About this task: Copy the records. Keep every line exactly as it is.

Records to use: Begin

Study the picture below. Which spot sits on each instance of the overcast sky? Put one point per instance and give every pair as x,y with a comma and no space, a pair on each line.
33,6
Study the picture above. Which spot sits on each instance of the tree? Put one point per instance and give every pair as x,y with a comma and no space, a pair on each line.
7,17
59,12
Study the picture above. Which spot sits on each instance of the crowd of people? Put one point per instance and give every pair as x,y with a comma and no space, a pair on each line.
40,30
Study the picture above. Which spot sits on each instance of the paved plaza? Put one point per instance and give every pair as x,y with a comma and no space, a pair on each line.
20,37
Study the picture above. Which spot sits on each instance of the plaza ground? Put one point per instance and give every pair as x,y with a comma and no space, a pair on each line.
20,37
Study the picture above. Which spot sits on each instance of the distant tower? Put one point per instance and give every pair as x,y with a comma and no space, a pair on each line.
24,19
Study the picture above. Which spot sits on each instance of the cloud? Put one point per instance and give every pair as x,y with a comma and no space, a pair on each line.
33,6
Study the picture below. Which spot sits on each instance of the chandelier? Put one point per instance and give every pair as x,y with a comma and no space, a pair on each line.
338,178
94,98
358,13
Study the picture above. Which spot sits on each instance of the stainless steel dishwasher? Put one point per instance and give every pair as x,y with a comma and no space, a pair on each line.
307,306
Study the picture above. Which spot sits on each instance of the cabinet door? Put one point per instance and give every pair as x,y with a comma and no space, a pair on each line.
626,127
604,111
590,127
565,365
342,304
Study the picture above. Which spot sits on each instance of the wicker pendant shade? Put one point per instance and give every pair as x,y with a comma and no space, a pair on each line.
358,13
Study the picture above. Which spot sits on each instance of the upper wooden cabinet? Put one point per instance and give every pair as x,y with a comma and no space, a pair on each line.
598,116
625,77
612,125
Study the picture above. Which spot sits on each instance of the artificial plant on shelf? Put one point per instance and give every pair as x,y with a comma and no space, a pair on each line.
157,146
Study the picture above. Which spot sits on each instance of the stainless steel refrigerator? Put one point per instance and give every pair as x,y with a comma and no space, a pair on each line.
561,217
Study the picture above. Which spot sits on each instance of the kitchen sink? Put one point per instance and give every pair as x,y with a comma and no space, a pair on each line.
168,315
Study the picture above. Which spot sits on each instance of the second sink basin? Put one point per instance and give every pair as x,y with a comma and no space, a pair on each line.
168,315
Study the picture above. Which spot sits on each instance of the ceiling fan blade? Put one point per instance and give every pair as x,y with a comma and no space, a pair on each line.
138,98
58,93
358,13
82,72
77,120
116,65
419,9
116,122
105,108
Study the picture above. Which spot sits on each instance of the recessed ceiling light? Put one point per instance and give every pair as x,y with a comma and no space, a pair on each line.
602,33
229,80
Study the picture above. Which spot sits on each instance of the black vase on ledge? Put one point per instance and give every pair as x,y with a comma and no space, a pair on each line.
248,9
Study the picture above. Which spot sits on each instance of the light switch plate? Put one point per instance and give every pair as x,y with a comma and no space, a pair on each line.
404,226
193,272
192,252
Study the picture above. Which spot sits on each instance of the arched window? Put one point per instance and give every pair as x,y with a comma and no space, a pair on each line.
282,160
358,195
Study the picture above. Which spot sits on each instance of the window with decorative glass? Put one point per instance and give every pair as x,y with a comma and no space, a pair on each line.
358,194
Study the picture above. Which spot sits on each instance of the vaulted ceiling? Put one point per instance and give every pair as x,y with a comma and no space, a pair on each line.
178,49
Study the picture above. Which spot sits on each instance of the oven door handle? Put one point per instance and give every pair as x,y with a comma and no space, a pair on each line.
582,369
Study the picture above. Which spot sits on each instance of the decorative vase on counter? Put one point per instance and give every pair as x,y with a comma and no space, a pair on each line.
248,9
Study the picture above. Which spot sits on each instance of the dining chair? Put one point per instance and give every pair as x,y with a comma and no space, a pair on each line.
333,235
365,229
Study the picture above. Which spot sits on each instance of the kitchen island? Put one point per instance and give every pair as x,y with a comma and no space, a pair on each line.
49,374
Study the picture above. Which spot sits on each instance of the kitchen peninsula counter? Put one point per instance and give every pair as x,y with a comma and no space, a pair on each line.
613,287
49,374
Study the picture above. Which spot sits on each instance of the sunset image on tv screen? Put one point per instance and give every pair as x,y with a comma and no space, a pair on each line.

Records to use: End

Task response:
Study the picture below. Which spot sits on each instance of the overcast sky? Put one point per instance and give every pair as x,y with a comma and no space, a pair on each line.
33,6
Study the picture above. Which spot sits on each instance of the tree? Put one point per instance and give every pair as x,y with a comma and no space, a pair on each line.
7,17
59,12
Study the picture above. Which spot sits on each instance of the crowd of people? Put one point per instance and give every pair as x,y with a comma and no space, a pair on each line.
40,30
Study the picture above. Which spot sits on each instance of the paved plaza? Put one point per instance and give every pair as x,y with a comma and no space, a pair on each line.
20,37
Study the picture above. Which spot sits on each instance of the plaza ground? Put one point per instance and give every pair as x,y with a comma and no space, a pair on each line.
20,37
Study the picture above. Which spot sits on each instance of the distant tower? Put one point per instance and give every pair as x,y with a comma and no space, a pair on each line.
24,19
Study the picture above. Which spot sits on each instance of the cloud? Put one point per instance and give every pair as x,y with a comma and no space, a pair on each line.
33,6
Study the picture below. Which spot sits on each instance of the chandelier? Put one point per instance and give every pair as x,y with a comma and no space, a pair on each line.
338,178
94,98
358,13
Study the picture above. Which spot sits on each instance of the stainless steel dishwasher? Put one point per instance and give every pair as x,y with a comma and no space, a pair on each line.
307,306
Study the picture above. Which spot sits on each instance of the cabinet door? Put one point per instance and give every pair as x,y with a comma and no space, a pair on each line.
626,127
604,111
590,127
565,365
342,304
Study the picture above. Which spot sits on each instance of the wicker pendant shade? Put one point per instance and give every pair as x,y with a comma and no space, a pair on each line.
358,13
Study the picture above. Which spot sits on each instance of the upper wooden cabinet? Put one point per instance and give every pair as x,y with a comma and no space, a pair on each line.
598,116
625,77
612,125
Study the picture above. Which spot sits on each instance of the artificial plant on shelf? Put one point per instance and give every pair as x,y with a comma and no space, a pair on each line.
157,146
Study the picture above. Which spot sits on each instance of the stainless steel refrigerator? Put one point per instance and give every pair as x,y with a comma and no space, a pair on each line.
561,217
Study the picture above. Which spot sits on each instance of the kitchen sink? Put one point per instance and give every pair as x,y with a comma and no space, a pair on each line.
168,315
Study the picture above. Which spot sits on each instance of the second sink basin? Put one point per instance and give every pair as x,y with a comma and no space, a pair on each line.
168,315
Study the picture above. Which spot sits on each instance of the ceiling fan blade? Put one point per instance and give every pair as x,y with a comma and no space, a pair on each line.
138,98
58,93
358,13
82,72
77,120
116,65
419,9
116,122
105,108
Study the picture above. Which spot sits on each instance of the recessed ceiling light? Put one point per instance and give every pair as x,y with a comma and no space, a pair on each line.
602,33
229,80
Study the picture above. Which spot sits on each instance of the black vase on ledge? Put one point per instance and give every pair as x,y with a comma and no space, a pair on each line.
248,9
Study the picture above. Which spot sits on each instance of the light switch plate? Put one point per instance and give every pair as x,y with a comma and no space, a pair on each line.
404,226
193,272
192,252
Study the picture above. Which spot sits on each instance of the arched window? Put one point per instance and give every pair as x,y with a comma and no space, a pair on each line.
282,160
358,195
Study the picture above. Which spot sits on each instance of the window with decorative glass? Put one point per instance and give every pair as x,y with a comma and no space, a pair on each line.
358,194
Study the picture above. Which spot sits on each instance of the vaulted ceiling? Put one point per instance and give every pair as x,y with a comma and no space, a pair on each line.
178,49
Study the picture above. Which spot sits on each instance of the oven door handle? Put one point per instance and give every pair as x,y with a comma and no space, a pair on each line.
582,369
Study the picture above. Which spot sits on each instance of the decorative vase on counter? Put one point per instance and give every pair as x,y with a comma and no space, a pair on each line.
248,9
Study the picture above. Which spot sits on each instance of the dining chair? Put one point per instance and give every pair as x,y with a comma and no space, a pair on each line.
333,235
365,229
Study the picture above. Which spot sits on each instance of the kitchen island? Put one point per instance and give every pair as x,y with a comma and no space, a pair on each line.
49,374
Study the picture above. Which spot sits on each instance of the kitchen peninsula counter? Put one point per instance and give every pair as x,y with a comma and no space, a pair on each line.
613,287
49,374
Study the picture above. Which spot sits on each instance of the sunset image on tv screen? Put one point per instance and give every pair as x,y with a comma and no space, a pair on each line.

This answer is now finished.